Entries supplied.
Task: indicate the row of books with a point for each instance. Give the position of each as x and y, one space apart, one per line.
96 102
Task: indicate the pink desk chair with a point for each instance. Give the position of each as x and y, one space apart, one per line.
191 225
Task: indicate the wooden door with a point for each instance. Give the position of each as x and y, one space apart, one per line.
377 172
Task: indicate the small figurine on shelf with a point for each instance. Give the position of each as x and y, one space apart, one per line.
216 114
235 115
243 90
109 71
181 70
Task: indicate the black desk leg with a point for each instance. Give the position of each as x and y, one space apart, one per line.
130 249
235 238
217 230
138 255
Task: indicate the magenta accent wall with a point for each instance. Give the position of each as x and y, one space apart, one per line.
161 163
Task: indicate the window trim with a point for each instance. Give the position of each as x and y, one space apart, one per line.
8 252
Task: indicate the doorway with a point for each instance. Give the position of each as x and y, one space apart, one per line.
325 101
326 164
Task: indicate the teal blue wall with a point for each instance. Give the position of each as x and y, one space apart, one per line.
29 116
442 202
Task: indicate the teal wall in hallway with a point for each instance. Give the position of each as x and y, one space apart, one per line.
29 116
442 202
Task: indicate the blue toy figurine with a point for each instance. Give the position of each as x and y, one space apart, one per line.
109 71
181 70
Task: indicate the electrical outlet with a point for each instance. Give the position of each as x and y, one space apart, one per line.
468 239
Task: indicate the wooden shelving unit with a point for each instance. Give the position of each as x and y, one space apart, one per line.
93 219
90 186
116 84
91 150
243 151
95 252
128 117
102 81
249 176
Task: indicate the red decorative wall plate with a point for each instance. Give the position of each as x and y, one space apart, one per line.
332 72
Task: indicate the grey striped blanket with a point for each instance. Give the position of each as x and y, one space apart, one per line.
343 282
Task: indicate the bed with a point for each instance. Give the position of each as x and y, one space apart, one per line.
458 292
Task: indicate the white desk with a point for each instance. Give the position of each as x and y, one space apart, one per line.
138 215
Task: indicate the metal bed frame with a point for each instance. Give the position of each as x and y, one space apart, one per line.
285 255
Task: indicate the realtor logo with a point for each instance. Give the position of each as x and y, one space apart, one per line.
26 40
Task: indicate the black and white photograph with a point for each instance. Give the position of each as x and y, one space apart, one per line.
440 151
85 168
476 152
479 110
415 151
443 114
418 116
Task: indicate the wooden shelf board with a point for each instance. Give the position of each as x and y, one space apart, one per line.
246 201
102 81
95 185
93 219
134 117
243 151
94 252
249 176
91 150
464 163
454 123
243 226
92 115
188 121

==

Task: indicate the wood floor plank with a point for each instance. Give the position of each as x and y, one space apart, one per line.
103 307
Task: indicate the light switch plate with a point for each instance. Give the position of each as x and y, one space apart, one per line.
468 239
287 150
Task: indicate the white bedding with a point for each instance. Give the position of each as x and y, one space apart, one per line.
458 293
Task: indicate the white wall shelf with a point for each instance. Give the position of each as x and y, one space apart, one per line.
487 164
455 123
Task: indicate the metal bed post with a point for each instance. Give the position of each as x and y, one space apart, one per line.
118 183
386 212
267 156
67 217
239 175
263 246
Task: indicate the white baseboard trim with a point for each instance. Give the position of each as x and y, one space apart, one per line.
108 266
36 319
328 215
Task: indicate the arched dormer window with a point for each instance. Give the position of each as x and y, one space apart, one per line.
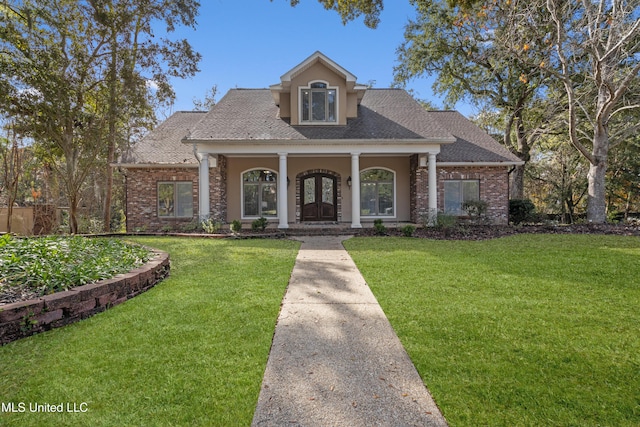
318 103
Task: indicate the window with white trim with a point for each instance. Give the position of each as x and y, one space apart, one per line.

Required work. Find every line in the items above that contains the word "desk", and copy each of those lines in full.

Solution to this task.
Task: indicate the pink desk chair with a point for each instance. Give the position of each as x and y, one space apart, one per line.
Task: indicate the black desk leg with a point for each instance. Give the position of each as x and y, one space apart, one per line.
Task: indicate the white desk with a point for each instance. Give the position of each as x and y, one space apart, one per line.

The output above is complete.